» Recorded information:
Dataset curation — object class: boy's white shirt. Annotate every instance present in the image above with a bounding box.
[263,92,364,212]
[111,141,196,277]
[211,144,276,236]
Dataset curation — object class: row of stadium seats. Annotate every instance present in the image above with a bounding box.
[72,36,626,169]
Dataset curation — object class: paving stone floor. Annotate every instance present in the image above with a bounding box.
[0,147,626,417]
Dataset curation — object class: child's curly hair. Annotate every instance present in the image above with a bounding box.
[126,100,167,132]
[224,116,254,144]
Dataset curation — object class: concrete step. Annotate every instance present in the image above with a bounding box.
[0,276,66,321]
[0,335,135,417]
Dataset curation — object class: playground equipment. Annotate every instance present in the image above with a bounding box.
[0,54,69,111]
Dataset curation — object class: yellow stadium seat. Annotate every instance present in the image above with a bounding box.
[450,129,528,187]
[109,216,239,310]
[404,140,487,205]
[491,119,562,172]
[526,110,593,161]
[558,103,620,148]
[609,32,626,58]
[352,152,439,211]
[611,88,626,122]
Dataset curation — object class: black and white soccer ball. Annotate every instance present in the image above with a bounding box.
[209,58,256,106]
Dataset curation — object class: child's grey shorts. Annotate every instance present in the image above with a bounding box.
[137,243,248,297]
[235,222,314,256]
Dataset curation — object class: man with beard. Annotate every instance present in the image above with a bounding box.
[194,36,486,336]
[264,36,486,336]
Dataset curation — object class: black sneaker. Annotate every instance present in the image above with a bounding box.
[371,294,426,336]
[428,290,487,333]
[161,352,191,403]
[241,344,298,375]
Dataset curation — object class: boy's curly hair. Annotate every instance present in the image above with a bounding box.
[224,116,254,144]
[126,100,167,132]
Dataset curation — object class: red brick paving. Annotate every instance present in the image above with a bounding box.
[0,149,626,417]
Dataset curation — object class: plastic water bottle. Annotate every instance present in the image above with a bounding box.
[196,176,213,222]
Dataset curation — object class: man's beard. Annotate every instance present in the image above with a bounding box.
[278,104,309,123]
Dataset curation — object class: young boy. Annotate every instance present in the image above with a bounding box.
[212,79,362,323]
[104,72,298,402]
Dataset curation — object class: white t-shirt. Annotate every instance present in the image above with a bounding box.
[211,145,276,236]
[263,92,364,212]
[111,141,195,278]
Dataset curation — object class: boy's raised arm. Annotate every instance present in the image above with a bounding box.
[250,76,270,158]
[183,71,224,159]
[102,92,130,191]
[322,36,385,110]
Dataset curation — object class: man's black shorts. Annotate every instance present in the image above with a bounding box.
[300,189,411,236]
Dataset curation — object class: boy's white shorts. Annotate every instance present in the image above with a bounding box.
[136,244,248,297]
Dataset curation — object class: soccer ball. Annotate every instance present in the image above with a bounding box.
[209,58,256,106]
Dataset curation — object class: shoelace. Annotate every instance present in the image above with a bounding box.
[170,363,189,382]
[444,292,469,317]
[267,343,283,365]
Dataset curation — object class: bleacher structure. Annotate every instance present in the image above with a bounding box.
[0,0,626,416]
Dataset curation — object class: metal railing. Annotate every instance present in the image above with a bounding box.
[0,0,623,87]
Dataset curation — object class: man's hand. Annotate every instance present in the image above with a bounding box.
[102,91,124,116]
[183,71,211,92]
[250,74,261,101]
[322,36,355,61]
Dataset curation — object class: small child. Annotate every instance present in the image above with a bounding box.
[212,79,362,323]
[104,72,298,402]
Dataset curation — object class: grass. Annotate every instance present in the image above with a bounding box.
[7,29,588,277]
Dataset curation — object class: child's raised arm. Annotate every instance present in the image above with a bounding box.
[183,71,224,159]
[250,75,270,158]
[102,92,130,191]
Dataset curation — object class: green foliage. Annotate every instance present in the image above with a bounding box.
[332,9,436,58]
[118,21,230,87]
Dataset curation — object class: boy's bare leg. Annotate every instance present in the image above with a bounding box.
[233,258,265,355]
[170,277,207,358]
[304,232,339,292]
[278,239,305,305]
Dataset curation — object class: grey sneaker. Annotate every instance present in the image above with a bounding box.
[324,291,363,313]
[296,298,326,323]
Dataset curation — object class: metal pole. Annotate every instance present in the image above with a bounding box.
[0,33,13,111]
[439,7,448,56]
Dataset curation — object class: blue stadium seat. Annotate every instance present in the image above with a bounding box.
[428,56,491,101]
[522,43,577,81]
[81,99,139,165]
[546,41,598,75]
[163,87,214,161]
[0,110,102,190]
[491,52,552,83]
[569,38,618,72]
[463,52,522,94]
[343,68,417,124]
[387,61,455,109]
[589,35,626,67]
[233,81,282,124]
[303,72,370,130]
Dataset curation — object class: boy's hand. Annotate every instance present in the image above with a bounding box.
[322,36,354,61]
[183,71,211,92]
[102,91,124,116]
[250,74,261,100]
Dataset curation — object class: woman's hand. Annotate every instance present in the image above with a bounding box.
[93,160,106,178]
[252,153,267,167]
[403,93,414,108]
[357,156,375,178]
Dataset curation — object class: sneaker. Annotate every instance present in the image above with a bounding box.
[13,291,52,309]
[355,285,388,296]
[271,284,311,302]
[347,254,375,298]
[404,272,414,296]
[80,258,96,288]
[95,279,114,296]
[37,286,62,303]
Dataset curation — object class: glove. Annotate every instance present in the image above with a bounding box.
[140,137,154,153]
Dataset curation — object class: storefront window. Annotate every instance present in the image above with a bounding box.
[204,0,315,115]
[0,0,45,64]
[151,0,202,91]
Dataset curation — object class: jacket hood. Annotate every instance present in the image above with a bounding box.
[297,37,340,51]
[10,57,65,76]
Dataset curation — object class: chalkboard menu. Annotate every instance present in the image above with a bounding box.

» Required work:
Rewrite the lines of the data above as a numbered list, starting at the line that contains "Dataset curation — object class: grey" and ending at the line that contains "[439,7,448,56]". Leave out any blank lines.

» Task answer:
1. Dataset curation — object class: grey sneaker. Annotate every instance present in the image above with a bounding box.
2. [324,291,363,313]
3. [296,298,326,323]
4. Dataset curation — object class: metal pole. Annotate every instance present in the image above with a bounding box.
5. [0,33,13,111]
6. [439,7,448,56]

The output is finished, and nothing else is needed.